Kutipan →
►
A. Sikap
Pengertian Sikap
Menurut Gibson (1997), sikap adalah
perasaan positif atau negatif atau keadaan mental yang selalu disiapkan,
dipelajari dan diatur melalui pengalaman yang memberikan pengaruh khusus pada
respon seseorang terhadap orang, obyek ataupun keadaan. Sikap lebih merupakan
determinan perilaku sebab sikap berkaitan dengan persepsi, kepribadian dan
motivasi.
Menurut Sada (2000), sikap adalah
tindakan yang akan diambil karyawan dan segala sesuatu yang harus dilakukan
karyawan tersebut yang hasilnya sebanding dengan usaha yang dilakukan.
Menurut Robbins dan Judge (2008),
sikap adalah pernyataan evaluatif, baik yang menyenangkan maupun tidak menyenankan,
terhadap objek, individu, atau peristiwa. Hal ini mencerminkan bagaimana
perasaan seseorang tentang sesuatu.
Berdasarkan pengertian diatas dapat
ditarik kesimpulan bahwa sikap adalah perasaan atau keadaan mental yang
disiapkan, dipelajari dan diatur melalui pengalaman sebagai respon seseorang
terhadap objek, individu atau peristiwa.
1. DETERMINAN SIKAP KERJA
Sikap kerja dapat dijadikan indikator apakah suatu
pekerjaan berjalan lancar atau tidak. Jika sikap kerja dilaksanakan dengan
baik, pekerjaan akan berjalan lancar. Jika tidak berarti akan mengalami
kesulitan. Tetapi, bukan berarti adanya kesulitan karena tidak dipatuhinya
sikap kerja, melainkan ada masalah lain lagi dalam hubungan antara karyawan
yang akibatnya sikap kerjanya diabaikan.
a. Menurut para
tokoh :
1)
Gibson, menjelaskan
sikap sebagai perasaan positif atau negatif atau keadaan mental yang selalu
disiapkan, dipelajari dan diatur melalui pengalaman yang memberikan pengaruh
khusus pada respon seseorang terhadap orang, obyek ataupun keadaan. Sikap lebih
merupakan determinan perilaku sebab, sikap berkaitan dengan persepsi,
kepribadian dan motivasi.
◄
Tugas Tertulis a →
Ubah baris-baris dalam daftar di bawah menjadi larik JSON berisi string, satu string untuk tiap baris, tanpa baris kosong. Mulailah dari baris yang memuat "body. Keep it snug." dan berhenti setelah baris yang memuat "[240,14,293,140]".

Bahan Tugas →
►
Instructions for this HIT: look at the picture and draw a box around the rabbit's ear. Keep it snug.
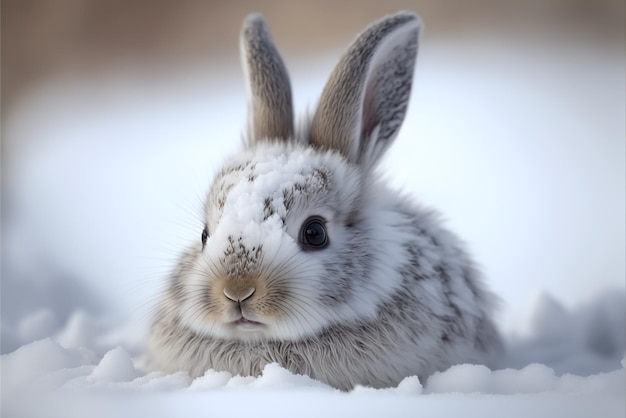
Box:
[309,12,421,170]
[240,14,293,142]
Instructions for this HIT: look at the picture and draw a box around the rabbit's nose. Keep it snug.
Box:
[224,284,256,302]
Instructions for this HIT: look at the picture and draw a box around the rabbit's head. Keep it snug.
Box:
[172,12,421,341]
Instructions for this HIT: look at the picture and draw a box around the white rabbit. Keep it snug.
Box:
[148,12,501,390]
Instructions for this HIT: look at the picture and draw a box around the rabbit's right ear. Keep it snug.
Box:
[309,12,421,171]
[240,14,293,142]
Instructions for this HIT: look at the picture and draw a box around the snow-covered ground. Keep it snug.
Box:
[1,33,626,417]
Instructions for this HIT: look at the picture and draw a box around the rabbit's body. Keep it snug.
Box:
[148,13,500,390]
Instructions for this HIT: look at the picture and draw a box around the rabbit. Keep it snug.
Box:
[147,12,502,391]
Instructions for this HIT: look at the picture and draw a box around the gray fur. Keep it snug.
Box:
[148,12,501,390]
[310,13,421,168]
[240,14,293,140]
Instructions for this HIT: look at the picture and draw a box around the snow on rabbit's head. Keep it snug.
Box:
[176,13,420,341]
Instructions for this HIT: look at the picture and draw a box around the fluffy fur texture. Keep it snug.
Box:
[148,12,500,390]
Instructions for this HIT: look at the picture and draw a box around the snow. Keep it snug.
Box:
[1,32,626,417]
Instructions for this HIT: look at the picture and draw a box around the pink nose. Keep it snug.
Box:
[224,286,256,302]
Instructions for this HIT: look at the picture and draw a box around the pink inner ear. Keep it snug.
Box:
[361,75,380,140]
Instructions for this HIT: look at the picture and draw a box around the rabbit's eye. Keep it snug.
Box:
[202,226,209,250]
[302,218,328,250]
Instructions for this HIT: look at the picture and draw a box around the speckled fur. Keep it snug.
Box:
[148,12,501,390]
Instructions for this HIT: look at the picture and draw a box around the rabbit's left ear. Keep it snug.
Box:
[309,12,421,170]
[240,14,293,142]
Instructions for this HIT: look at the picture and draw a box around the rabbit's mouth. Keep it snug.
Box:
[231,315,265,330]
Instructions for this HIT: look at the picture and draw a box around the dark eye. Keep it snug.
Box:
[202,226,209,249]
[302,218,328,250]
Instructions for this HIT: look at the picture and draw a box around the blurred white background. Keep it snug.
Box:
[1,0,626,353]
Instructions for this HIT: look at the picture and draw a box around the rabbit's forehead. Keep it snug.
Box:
◄
►
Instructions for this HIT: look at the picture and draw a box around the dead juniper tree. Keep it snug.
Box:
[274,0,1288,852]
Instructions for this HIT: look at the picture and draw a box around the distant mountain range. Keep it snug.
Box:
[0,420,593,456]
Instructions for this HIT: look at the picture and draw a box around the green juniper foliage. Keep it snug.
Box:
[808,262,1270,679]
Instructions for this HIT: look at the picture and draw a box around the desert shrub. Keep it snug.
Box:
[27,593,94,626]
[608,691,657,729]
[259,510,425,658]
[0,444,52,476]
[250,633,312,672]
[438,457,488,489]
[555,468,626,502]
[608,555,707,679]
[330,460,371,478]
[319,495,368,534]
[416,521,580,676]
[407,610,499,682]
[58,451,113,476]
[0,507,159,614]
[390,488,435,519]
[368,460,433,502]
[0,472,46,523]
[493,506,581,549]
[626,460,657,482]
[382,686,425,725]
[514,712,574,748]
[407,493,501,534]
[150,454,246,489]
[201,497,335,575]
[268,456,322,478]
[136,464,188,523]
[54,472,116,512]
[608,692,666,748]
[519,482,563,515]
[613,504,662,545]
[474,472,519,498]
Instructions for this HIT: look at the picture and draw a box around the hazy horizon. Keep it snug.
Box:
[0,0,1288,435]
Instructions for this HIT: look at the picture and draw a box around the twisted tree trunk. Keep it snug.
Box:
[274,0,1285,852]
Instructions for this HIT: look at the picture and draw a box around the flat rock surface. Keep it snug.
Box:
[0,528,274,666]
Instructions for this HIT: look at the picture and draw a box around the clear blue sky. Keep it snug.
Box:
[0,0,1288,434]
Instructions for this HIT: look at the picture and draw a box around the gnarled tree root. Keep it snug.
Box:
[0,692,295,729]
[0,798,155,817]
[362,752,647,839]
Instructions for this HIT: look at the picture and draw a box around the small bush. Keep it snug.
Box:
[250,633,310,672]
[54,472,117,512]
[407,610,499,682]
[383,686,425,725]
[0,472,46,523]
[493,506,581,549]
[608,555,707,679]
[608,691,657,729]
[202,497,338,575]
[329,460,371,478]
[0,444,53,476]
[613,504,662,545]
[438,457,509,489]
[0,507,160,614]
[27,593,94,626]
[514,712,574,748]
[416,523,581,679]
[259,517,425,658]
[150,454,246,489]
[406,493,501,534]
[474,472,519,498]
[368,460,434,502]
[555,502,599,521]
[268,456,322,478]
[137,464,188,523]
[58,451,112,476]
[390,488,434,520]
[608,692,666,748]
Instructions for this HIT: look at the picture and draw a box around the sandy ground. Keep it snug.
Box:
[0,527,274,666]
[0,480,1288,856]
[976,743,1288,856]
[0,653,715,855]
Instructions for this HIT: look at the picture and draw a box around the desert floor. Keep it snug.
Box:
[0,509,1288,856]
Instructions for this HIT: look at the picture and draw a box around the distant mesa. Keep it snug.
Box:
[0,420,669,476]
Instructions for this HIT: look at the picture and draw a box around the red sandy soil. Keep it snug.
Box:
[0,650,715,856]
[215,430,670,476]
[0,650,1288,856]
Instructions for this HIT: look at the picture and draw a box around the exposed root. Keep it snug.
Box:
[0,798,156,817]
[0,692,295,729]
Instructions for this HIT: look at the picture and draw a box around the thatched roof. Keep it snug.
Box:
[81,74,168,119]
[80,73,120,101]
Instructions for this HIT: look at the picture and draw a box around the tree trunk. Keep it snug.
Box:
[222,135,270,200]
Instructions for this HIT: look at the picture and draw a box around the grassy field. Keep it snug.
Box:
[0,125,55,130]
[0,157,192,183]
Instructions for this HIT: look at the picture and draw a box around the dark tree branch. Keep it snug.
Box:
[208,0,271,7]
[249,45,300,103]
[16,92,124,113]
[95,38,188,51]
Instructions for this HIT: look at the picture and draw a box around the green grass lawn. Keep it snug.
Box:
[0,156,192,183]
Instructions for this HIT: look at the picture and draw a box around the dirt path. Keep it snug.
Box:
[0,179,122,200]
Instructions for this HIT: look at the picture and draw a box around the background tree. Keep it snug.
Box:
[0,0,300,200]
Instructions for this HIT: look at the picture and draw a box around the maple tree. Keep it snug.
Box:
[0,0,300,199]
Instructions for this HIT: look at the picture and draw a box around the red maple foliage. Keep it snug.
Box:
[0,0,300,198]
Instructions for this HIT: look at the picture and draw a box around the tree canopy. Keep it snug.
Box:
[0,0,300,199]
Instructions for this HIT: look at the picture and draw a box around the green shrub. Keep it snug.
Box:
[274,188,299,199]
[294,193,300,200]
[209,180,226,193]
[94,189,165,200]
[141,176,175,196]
◄
►
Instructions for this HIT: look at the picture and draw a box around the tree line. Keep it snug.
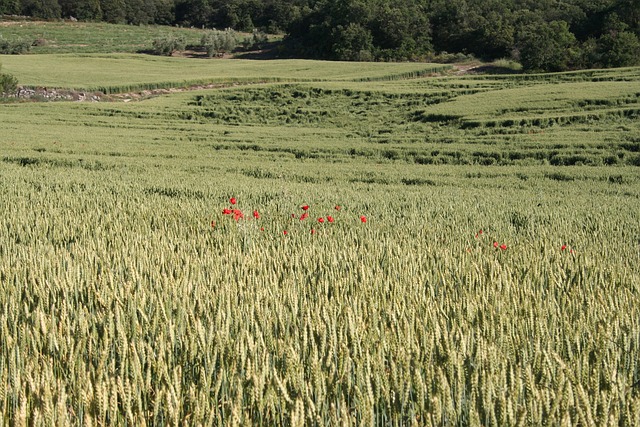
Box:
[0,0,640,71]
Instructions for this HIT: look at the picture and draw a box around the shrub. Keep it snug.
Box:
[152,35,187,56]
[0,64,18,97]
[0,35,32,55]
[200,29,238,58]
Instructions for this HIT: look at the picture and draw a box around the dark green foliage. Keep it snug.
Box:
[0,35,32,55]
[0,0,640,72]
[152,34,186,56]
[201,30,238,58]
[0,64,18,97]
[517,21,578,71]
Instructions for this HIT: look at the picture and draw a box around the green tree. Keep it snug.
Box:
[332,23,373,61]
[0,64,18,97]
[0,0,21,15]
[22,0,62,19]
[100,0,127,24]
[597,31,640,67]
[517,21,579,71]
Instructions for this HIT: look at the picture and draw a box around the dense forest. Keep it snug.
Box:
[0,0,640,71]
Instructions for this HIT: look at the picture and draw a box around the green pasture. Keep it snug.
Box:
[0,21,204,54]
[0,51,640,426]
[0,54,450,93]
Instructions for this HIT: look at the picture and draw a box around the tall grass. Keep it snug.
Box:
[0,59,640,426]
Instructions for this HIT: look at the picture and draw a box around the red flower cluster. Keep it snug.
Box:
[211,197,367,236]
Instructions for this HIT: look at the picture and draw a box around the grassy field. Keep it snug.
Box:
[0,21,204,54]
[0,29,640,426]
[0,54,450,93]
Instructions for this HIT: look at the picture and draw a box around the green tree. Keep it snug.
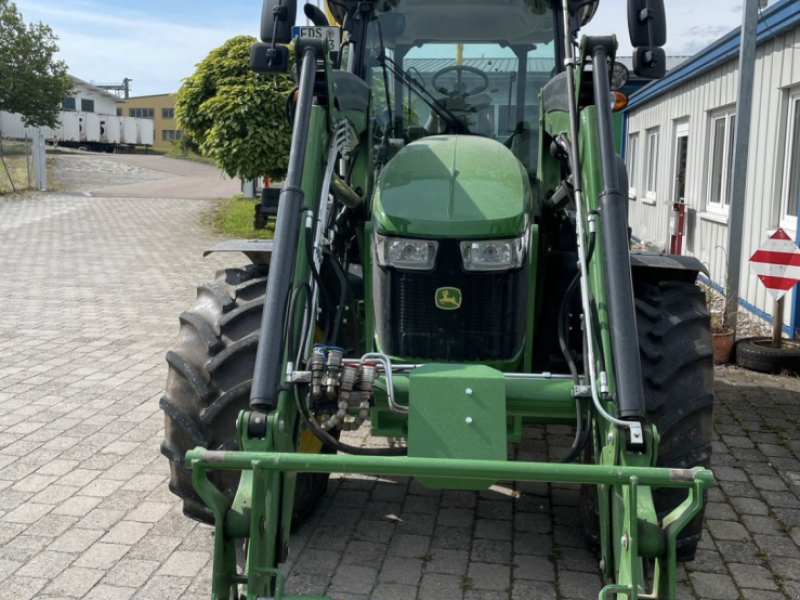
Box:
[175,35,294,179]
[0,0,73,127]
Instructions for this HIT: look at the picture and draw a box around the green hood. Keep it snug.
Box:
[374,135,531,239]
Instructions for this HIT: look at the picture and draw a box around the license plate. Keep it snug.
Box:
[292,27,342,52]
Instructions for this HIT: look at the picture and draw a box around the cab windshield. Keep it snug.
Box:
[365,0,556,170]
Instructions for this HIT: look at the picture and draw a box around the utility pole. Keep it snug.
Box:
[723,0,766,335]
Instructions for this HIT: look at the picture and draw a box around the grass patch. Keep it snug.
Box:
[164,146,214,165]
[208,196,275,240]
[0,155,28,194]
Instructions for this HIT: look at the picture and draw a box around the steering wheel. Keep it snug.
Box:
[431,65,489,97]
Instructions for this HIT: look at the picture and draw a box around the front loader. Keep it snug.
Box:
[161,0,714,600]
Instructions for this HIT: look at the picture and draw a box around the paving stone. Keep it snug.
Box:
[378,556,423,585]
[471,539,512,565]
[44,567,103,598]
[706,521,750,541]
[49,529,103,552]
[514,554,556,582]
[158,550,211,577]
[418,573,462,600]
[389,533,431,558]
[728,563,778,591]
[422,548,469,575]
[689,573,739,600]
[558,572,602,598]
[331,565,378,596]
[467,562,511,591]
◄
Tugas Tertulis b →
Salin kata demi kata bagian kutipan tentang sikap di atas, mulai dari kata-kata "Berdasarkan pengertian diatas" sampai kata-kata "sikap kerjanya diabaikan.".

Keluaran Lengkap a →
[
  "Instructions for this HIT: look at the picture and draw a box around the rabbit's body. Keep it snug.",
  "Box:",
  "[148,13,500,390]",
  "Instructions for this HIT: look at the picture and draw a box around the rabbit. Keep it snug.",
  "Box:",
  "[147,12,502,391]",
  "Instructions for this HIT: look at the picture and draw a box around the gray fur. Keep it snug.",
  "Box:",
  "[148,12,501,390]",
  "[310,13,421,168]",
  "[240,14,293,140]"
]

Keluaran Lengkap b →
Berdasarkan pengertian diatas dapat
ditarik kesimpulan bahwa sikap adalah perasaan atau keadaan mental yang
disiapkan, dipelajari dan diatur melalui pengalaman sebagai respon seseorang
terhadap objek, individu atau peristiwa.
1. DETERMINAN SIKAP KERJA
Sikap kerja dapat dijadikan indikator apakah suatu
pekerjaan berjalan lancar atau tidak. Jika sikap kerja dilaksanakan dengan
baik, pekerjaan akan berjalan lancar. Jika tidak berarti akan mengalami
kesulitan. Tetapi, bukan berarti adanya kesulitan karena tidak dipatuhinya
sikap kerja, melainkan ada masalah lain lagi dalam hubungan antara karyawan
yang akibatnya sikap kerjanya diabaikan.